Items from a dataset:
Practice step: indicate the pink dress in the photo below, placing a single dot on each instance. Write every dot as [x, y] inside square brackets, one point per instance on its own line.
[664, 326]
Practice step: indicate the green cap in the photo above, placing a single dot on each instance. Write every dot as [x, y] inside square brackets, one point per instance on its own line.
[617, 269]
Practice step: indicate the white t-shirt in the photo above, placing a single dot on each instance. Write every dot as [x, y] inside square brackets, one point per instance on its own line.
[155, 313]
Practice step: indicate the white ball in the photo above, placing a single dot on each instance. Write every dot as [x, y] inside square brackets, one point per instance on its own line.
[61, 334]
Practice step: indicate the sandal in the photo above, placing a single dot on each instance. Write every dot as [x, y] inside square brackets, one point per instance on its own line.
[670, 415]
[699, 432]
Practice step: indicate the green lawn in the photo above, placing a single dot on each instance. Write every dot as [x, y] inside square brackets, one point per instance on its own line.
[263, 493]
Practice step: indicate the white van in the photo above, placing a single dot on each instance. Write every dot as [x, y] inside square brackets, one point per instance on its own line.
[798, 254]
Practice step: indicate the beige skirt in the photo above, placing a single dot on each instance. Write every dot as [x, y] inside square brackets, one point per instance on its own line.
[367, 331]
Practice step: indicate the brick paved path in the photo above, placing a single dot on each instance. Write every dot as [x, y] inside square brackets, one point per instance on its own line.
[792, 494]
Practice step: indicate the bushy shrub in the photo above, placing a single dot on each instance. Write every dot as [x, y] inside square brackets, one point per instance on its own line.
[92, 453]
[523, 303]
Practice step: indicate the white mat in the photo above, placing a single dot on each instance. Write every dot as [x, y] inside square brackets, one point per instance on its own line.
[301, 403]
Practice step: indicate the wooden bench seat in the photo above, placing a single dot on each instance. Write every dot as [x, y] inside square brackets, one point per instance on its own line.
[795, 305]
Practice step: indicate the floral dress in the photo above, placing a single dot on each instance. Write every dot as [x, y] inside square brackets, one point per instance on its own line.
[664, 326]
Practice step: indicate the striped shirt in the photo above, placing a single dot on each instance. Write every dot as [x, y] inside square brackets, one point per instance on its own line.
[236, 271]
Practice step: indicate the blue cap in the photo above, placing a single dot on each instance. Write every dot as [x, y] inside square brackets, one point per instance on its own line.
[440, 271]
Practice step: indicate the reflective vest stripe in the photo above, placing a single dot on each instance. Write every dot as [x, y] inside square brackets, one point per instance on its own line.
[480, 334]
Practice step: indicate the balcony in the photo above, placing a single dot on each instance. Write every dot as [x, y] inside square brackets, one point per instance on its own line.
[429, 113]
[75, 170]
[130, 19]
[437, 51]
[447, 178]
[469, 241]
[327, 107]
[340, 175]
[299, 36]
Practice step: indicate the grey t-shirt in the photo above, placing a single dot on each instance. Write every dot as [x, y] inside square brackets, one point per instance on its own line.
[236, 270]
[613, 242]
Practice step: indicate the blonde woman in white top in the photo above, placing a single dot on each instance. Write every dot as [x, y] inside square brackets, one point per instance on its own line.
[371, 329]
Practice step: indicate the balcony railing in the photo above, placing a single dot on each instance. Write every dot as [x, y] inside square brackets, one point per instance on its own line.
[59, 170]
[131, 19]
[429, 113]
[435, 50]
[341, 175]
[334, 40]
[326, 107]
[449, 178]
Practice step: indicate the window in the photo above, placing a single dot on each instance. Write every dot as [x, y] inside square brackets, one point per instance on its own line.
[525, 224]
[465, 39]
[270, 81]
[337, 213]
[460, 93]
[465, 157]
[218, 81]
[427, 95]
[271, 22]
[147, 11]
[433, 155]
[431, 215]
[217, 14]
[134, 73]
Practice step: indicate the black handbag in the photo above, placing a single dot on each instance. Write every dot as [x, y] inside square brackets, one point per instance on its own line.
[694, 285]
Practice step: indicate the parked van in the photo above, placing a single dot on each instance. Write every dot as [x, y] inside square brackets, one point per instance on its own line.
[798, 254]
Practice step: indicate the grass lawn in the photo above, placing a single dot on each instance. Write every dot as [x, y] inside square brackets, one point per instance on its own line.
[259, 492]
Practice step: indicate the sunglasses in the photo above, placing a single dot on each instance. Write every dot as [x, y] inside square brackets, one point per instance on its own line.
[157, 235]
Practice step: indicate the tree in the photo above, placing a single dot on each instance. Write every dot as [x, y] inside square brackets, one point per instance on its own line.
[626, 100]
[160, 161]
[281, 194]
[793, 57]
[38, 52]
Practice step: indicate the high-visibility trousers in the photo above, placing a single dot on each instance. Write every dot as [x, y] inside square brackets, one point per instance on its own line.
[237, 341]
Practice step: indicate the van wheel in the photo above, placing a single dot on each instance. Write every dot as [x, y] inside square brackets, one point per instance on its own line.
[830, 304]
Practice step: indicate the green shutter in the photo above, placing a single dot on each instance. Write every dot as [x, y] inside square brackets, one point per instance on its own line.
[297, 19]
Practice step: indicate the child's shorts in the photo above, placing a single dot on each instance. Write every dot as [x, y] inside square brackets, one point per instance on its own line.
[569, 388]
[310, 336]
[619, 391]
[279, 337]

EXERCISE GOAL —
Each entry above must be printed exactly as written.

WRITTEN RESPONSE —
Practice step: indicate the pink dress in the photo below, placing a single dot on each instance. Write every dot as [x, y] inside square brackets, one point per instance on its own line.
[664, 326]
Practice step: indicate the green cap in the photo above, placing a single dot on each instance. Write every dot as [x, y] inside square brackets, one point per instance on its own line.
[617, 269]
Practice step: indicate the white t-shirt in the photo above, placing a single dot on each instance. Write every dot as [x, y] inside square brackets, one point per instance on its own line.
[155, 313]
Practice step: indicate the white ball in the photo above, placing a single dot on each instance. Write every dot as [x, y] inside square brackets, one point per instance on its own line.
[61, 334]
Practice step: indicate the sandal in the photo above, placing a single dot on each instance. Write every dot as [x, y] inside square brackets, one point per instance on its own line.
[670, 415]
[699, 432]
Practice step: indicate the green lawn in the photo above, placing a single dot on each instance. Write every dot as [x, y] inside square brackets, one point per instance on its own line.
[263, 493]
Practice step: indicate the white van in the photo above, placing a single dot on each instance. Write every dot as [x, y] inside square brackets, one point per instance on its own line.
[798, 254]
Practice step: indicate the beige skirt in the photo above, placing a single dot on each instance. Write every dot as [x, y] inside square brackets, one point per instance on its own line.
[367, 331]
Practice step: indicate the brick paved path in the photo above, placing a single dot on each instance. Write every dot as [x, y] inside square brackets, one point per instance on its own line.
[792, 494]
Practice step: indicate the bushy shrub in the photo above, placing a single dot on each instance. Write every dot as [x, y] inside square brackets, one point per instance on its own line.
[92, 453]
[523, 303]
Practice step: indicate the white mat in the photo above, placing a single dot on each instance. Write every dot as [x, y] inside square brackets, one point per instance on its own line.
[301, 403]
Practice step: indicate the wooden bench seat in the photo above, placing a single dot on each instance. Write every dot as [x, y] inside square brackets, one point per instance on its own line.
[795, 305]
Practice step: indicate the floral dress in the photo above, placing a single dot on each instance. Write every dot as [x, y] inside square brackets, one point per instance on its own line.
[664, 326]
Practice step: indicate the striped shirt in the photo above, placing a single dot on each instance. Write every dot as [x, y] inside square brackets, one point per instance on its own line.
[236, 271]
Practice step: indicate the blue cap in the photo above, placing a single dot on each instance. Write every dot as [x, y] inside square brackets, one point per instance on its own line.
[440, 271]
Practice step: indicate the reflective vest stripe in the photo above, placing a single dot on each instance. Write every dot as [x, y] inside square brackets, one point per instance on its own line.
[480, 334]
Practice step: indicate the balcony in the photo above, placing a single dot on each instance. Write every dot as [x, y] inside square brackets, one point per instance on its own line.
[429, 113]
[75, 170]
[130, 19]
[437, 51]
[447, 178]
[469, 241]
[327, 107]
[340, 175]
[299, 36]
Practice step: indicate the grey t-shirt in the photo above, placing a single dot on each instance. Write every dot as [x, y] inside square brackets, one point per instance on its own line.
[236, 270]
[613, 242]
Practice step: indicate the blonde woman in white top in the photo above, placing a single dot on each instance. Write every dot as [x, y] inside square brackets, one point per instance on its own line.
[371, 329]
Practice step: indicate the balcony railing in the photo above, placing a single dot on each instance. Write every dot as [x, y] inside square brackets, one point per instance on its own line.
[59, 170]
[131, 19]
[429, 113]
[435, 50]
[341, 175]
[334, 40]
[326, 107]
[449, 178]
Practice step: indicate the window in the photo above, placing a single dot on each instance. Write every dot as [x, y] inside square brackets, one point per instance on its own line.
[525, 224]
[465, 39]
[270, 81]
[337, 213]
[460, 93]
[465, 157]
[218, 81]
[427, 95]
[271, 22]
[147, 11]
[433, 155]
[431, 215]
[217, 14]
[134, 73]
Practice step: indicate the black handbag in the photo above, placing a single dot on each instance. Write every dot as [x, y] inside square brackets, one point per instance on its own line.
[694, 285]
Practice step: indicate the parked van in the photo above, placing a single dot on each instance. Write every dot as [x, y] inside square brackets, one point per instance on its own line.
[798, 254]
Practice step: indicate the grass lawn in the photo above, placing a single dot on each instance. Write every dot as [x, y] inside square brackets, one point per instance on its own line.
[259, 492]
Practice step: indicate the sunglasses in the photo above, placing a single dot on each instance. Write every dot as [x, y] inside square brackets, one point per instance on its own line.
[157, 235]
Practice step: indicate the tree in the photo above, placing a single dot on each instance. Write every dot as [x, y] inside square brackets, one point per instance on its own line.
[626, 100]
[160, 161]
[281, 194]
[793, 57]
[38, 52]
Practice step: indicate the high-visibility trousers in the photo above, placing a single dot on each instance. Write every dot as [x, y] inside square brackets, one point per instance on its own line.
[237, 341]
Practice step: indicate the van wheel in the photo above, placing a single dot on each instance. Write every dot as [x, y] inside square brackets, one point per instance on its own line.
[830, 304]
Practice step: indicate the green shutter in the photo above, placing a single dot on each instance. Write every dot as [x, y] inside square brackets, one point per instance on its own line.
[297, 19]
Practice step: indicate the child's shorts in the photo above, placing a single dot on each instance. Write every dot as [x, y] inside square brackets, one point per instance on its own line.
[569, 388]
[310, 336]
[619, 391]
[279, 337]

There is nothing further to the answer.